= Work to do =
Please repeat the material below word for word, from its start through the line that contains "154L182 126L178 141L150", including both ends.

= Data provided =
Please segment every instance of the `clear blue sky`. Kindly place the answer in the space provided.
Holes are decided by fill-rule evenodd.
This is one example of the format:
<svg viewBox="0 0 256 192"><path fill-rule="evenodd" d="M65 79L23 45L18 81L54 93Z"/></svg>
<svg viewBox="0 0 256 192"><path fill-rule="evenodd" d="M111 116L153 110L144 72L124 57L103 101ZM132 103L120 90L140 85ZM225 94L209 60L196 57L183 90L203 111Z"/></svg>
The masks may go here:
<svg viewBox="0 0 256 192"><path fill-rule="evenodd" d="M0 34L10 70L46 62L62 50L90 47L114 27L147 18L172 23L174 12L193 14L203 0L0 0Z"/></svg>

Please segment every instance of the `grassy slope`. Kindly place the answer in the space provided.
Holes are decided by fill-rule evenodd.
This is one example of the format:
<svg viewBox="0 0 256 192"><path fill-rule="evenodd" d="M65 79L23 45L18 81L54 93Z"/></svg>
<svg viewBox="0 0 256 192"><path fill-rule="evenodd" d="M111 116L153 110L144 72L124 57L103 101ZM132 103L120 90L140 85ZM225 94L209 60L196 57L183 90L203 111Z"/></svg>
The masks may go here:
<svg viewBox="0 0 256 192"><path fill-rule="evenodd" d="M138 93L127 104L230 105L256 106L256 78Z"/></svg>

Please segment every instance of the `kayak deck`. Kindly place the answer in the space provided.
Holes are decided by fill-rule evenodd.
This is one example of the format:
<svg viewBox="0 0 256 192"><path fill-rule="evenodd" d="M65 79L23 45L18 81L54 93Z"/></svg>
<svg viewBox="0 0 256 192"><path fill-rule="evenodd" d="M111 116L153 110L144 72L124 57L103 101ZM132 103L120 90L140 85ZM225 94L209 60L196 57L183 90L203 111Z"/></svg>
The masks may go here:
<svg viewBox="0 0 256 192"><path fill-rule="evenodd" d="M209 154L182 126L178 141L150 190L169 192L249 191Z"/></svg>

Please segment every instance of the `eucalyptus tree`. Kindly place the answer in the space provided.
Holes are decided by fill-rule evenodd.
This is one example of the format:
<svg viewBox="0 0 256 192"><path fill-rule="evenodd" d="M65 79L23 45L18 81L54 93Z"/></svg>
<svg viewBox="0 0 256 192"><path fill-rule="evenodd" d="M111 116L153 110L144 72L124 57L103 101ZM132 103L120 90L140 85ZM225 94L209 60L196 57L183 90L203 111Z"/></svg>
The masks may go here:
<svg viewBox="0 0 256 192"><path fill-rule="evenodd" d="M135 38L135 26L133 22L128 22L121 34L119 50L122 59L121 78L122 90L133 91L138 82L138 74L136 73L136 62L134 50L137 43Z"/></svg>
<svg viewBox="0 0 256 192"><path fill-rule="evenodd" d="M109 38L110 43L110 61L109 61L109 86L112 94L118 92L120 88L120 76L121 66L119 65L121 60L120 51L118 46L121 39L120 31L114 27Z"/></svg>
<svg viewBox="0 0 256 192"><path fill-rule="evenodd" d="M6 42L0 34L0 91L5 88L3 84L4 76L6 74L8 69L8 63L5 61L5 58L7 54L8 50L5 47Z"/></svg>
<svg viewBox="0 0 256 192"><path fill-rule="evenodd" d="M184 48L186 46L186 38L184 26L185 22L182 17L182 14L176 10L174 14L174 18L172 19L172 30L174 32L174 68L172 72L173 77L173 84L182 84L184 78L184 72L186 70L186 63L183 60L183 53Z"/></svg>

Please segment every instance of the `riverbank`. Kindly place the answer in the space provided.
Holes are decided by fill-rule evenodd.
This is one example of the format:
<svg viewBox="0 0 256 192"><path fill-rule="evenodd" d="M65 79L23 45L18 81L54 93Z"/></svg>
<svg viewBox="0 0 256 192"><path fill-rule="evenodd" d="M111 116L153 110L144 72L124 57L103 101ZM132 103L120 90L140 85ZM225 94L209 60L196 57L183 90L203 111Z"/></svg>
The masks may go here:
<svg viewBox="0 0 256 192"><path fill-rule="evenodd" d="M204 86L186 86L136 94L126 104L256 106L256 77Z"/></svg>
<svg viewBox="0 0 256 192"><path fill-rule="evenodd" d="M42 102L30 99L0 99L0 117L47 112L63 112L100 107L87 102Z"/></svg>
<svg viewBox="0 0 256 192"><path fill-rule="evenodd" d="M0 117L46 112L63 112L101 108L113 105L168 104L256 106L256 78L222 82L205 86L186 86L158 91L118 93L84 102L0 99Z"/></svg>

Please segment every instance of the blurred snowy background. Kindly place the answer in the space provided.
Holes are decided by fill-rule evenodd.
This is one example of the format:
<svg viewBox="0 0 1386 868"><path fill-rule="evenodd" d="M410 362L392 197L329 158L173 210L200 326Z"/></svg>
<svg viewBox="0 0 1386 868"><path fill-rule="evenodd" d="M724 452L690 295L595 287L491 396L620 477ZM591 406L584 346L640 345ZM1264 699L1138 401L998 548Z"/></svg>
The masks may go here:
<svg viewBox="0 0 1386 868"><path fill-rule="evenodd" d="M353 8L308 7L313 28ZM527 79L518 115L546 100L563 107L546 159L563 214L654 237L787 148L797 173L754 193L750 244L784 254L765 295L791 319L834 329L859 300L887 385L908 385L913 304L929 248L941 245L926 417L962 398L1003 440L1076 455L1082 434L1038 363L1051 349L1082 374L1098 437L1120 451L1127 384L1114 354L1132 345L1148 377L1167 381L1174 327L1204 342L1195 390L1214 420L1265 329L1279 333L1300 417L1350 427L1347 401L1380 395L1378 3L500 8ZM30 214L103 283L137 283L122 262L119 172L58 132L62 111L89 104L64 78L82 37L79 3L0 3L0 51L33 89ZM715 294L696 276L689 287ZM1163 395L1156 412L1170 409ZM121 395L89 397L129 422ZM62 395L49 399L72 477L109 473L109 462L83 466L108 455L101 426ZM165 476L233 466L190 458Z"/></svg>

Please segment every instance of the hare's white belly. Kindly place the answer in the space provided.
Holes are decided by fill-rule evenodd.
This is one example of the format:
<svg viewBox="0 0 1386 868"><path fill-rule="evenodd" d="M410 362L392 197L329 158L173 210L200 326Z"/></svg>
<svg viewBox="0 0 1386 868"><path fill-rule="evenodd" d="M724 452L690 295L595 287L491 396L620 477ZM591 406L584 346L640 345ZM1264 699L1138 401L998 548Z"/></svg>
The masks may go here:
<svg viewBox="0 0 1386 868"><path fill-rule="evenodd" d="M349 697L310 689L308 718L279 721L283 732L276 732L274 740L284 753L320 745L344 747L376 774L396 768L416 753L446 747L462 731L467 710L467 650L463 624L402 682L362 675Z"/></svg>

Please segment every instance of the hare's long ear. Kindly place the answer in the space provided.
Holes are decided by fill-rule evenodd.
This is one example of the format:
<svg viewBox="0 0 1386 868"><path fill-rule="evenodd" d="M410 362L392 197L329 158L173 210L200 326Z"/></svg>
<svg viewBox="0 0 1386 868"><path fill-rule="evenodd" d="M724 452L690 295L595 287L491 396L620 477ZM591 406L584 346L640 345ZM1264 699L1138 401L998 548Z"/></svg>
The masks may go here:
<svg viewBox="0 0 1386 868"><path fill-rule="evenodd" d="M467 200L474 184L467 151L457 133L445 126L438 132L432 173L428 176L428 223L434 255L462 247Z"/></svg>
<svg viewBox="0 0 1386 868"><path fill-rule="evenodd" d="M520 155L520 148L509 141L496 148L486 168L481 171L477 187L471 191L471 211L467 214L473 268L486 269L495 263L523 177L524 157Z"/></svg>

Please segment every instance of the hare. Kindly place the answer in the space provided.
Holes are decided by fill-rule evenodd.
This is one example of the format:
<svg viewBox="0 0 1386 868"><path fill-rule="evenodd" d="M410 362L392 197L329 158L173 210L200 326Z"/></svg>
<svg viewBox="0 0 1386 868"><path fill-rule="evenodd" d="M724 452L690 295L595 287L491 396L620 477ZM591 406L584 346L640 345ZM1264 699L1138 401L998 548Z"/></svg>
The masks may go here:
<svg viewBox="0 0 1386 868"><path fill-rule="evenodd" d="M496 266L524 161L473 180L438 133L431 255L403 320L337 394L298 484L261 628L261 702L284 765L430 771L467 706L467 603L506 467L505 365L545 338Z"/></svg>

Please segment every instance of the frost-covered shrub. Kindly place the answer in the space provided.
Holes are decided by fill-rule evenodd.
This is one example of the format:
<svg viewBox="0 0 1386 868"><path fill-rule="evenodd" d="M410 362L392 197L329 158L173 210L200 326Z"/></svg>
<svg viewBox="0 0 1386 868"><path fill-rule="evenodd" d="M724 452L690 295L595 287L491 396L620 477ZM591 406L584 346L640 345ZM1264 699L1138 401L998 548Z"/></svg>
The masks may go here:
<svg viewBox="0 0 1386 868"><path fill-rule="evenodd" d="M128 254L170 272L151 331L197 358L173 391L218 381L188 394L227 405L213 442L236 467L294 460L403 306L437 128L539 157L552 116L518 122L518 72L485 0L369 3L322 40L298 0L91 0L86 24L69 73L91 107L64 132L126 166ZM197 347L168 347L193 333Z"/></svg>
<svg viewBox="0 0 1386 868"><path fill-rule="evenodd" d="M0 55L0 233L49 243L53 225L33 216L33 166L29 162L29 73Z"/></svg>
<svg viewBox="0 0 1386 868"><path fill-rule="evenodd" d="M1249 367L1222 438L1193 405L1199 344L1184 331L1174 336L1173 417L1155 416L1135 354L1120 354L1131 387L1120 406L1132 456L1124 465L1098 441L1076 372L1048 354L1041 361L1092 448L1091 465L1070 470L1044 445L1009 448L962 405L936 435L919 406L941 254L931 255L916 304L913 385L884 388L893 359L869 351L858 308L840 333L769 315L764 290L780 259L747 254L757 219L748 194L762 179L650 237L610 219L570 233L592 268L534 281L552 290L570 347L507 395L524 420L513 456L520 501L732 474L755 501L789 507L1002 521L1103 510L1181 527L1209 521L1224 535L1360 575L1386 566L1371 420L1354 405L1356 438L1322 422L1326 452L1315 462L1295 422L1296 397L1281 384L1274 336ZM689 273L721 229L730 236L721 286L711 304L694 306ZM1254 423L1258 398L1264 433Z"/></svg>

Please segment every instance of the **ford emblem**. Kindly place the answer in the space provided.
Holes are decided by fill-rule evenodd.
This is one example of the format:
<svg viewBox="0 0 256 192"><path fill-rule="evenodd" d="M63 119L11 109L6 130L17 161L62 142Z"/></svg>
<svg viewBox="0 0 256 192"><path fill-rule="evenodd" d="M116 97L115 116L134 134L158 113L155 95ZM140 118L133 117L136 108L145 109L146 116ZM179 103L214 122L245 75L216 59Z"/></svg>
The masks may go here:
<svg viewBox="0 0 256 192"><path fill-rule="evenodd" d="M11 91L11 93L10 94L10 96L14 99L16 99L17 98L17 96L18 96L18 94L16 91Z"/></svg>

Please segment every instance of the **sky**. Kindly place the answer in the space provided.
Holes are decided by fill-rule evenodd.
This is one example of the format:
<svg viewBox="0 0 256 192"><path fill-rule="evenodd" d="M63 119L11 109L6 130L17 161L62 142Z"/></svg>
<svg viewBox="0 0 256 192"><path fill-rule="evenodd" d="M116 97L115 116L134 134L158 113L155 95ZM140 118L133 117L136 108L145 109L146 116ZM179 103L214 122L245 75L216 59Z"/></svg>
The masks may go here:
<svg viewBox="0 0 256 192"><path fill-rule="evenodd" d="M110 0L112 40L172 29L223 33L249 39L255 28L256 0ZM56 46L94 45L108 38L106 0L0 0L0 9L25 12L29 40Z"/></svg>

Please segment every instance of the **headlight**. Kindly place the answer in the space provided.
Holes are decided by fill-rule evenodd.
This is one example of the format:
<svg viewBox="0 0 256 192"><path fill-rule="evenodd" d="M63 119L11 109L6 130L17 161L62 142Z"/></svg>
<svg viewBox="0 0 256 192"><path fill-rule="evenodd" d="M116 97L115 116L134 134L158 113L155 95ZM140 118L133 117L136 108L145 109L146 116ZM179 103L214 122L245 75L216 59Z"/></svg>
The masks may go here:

= Solution to the exercise =
Please segment every instance of the `clear blue sky`. Kindly place the answer in the space provided.
Holes are decided by fill-rule evenodd.
This is one example of the format:
<svg viewBox="0 0 256 192"><path fill-rule="evenodd" d="M65 79L23 45L18 81L54 93Z"/></svg>
<svg viewBox="0 0 256 192"><path fill-rule="evenodd" d="M111 116L153 110L144 72L124 57L103 101ZM132 103L120 90L140 85ZM225 94L209 60L196 57L183 90L203 111Z"/></svg>
The masks may go here:
<svg viewBox="0 0 256 192"><path fill-rule="evenodd" d="M0 34L10 70L46 62L62 50L90 47L114 27L147 18L172 23L174 12L193 14L203 0L0 0Z"/></svg>

Please segment every instance of the `grassy slope`. Kindly place the answer in the space provided.
Holes are decided by fill-rule evenodd.
This is one example of the format:
<svg viewBox="0 0 256 192"><path fill-rule="evenodd" d="M65 79L23 45L18 81L54 93Z"/></svg>
<svg viewBox="0 0 256 192"><path fill-rule="evenodd" d="M111 116L153 110L144 72L124 57L103 101ZM132 103L120 90L140 85ZM225 94L209 60L196 57L183 90L203 111Z"/></svg>
The masks may go here:
<svg viewBox="0 0 256 192"><path fill-rule="evenodd" d="M138 93L127 104L230 105L256 106L256 78Z"/></svg>

Please segment every instance of the `kayak deck`. Kindly place the answer in the space provided.
Holes are decided by fill-rule evenodd.
This is one example of the format:
<svg viewBox="0 0 256 192"><path fill-rule="evenodd" d="M65 79L23 45L18 81L54 93Z"/></svg>
<svg viewBox="0 0 256 192"><path fill-rule="evenodd" d="M111 116L153 110L144 72L124 57L103 101ZM132 103L120 90L140 85ZM225 94L209 60L196 57L183 90L203 111Z"/></svg>
The masks may go here:
<svg viewBox="0 0 256 192"><path fill-rule="evenodd" d="M209 154L182 126L178 141L150 190L169 192L249 191Z"/></svg>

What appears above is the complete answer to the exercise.